Diga se cada afirmação está de acordo com o excerto sobre violência doméstica, respondendo sim ou não e citando as palavras do excerto que o decidem.
1. O caso mais recente ocorreu no Seixal, a 4 de fevereiro.
2. O agressor raptou o filho de cinco anos.
3. Segundo o psicólogo forense, no caso de Cruz de Pau a mediatização alterou o desfecho.

EXCERTO PARA LEITURA:
>>

Desde o início deste ano já foram mortas nove mulheres e uma criança em crimes de violência doméstica. O caso mais recente aconteceu no Seixal, a 4 de Fevereiro. Depois de matar a sogra, o agressor raptou a filha de dois anos. Nas horas que se seguiram e até a criança e homem serem encontrados, ambos mortos, os meios de comunicação social seguiram o caso ainda com a investigação judicial em curso. O psicólogo forense, Rui Albuquerque Gonçalves, atenta que a mediatização de um caso durante o curso de uma operação policial pode afectar o seu desfecho, mas “tudo depende do perfil do agressor”.

“O facto de um rapto ser publicitado e divulgado [enquanto ainda está em curso] pode fazer com que um raptor, que até aí não tinha decidido o que fazer com o refém, parta para o homicídio quando percebe que não tem hipótese de escapar”, explica o psicólogo forense.

No caso do duplo homicídio ocorrido a 4 de Fevereiro, em Cruz de Pau, no Seixal, Rui Albuquerque Gonçalves é menos taxativo. “Esta pessoa já tinha um plano que passava por prejudicar ao máximo a ex-mulher, matando quem lhe era mais querido e depois matando-se a seguir”, analisa. “Isto faz parte de um plano de alguém que está altamente perturbado. Este tipo de agressor já se pacificou em relação à decisão que vai tomar e nestes casos a mediatização não tem impacto no desfecho.”

<<

ENTRADAS LISTADAS:
>>

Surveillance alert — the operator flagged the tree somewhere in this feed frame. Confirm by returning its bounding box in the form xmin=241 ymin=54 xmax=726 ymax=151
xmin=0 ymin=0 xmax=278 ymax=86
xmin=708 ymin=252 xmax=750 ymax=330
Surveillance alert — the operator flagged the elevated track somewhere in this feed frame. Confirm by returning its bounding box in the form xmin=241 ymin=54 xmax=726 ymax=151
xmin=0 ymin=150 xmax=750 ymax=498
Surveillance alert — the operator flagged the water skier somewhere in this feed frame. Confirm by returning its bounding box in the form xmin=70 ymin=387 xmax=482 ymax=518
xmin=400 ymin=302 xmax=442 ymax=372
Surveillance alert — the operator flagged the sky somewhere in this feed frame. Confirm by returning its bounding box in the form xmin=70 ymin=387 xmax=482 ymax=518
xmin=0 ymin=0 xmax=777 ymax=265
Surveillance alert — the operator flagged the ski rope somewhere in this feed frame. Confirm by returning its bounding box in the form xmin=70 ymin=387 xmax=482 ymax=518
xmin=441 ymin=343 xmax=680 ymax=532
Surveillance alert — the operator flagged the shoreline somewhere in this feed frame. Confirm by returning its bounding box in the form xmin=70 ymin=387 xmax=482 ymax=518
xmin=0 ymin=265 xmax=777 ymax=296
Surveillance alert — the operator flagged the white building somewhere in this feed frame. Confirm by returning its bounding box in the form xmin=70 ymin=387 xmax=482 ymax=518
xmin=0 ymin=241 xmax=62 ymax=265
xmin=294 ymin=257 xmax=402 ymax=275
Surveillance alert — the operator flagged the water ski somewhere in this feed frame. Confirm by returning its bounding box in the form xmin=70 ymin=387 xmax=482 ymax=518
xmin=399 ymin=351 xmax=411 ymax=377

<<

RESOLUÇÃO:
1. Sim: “O caso mais recente aconteceu no Seixal, a 4 de Fevereiro.”
2. Não: “o agressor raptou a filha de dois anos.”
3. Não: “nestes casos a mediatização não tem impacto no desfecho.”